# [Extracted records]

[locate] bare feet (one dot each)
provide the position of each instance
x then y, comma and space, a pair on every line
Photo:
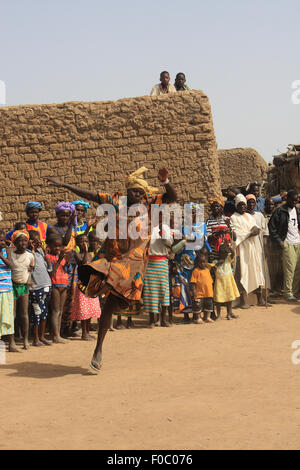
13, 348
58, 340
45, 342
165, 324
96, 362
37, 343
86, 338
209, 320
---
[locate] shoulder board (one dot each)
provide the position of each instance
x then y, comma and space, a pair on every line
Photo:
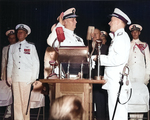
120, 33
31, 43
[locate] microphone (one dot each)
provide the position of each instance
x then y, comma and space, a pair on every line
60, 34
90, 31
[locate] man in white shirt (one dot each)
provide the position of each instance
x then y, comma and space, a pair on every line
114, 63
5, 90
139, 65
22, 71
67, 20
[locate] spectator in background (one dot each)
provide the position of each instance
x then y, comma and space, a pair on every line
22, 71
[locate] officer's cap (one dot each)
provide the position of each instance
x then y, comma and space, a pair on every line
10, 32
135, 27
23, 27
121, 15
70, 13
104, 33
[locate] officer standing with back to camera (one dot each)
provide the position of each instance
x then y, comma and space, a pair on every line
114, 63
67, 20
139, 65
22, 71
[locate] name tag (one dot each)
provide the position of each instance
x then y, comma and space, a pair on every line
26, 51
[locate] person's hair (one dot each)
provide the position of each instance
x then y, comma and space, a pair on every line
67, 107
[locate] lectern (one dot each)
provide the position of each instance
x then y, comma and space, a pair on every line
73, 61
==
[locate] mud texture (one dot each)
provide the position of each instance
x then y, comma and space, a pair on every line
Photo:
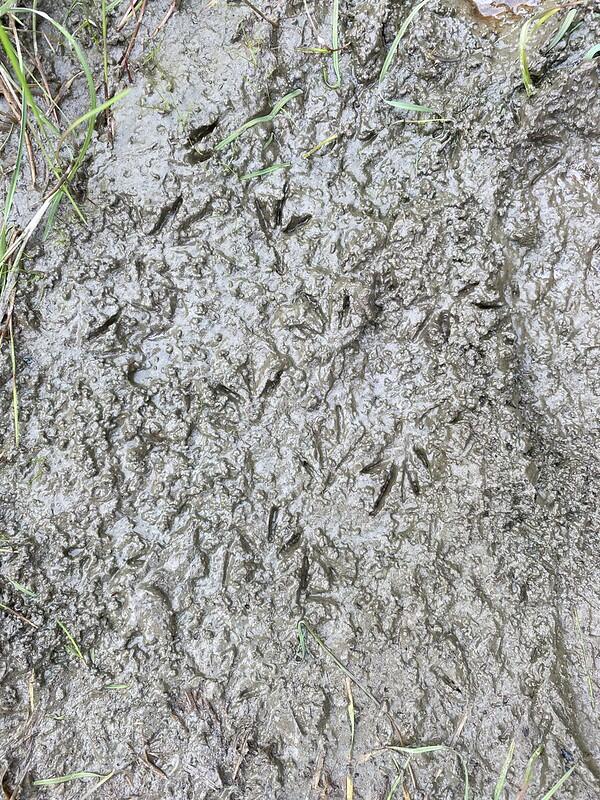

# [Objective]
How many lines in the listing above contain the word "officer"? Reply with the number alone.

# [Final result]
2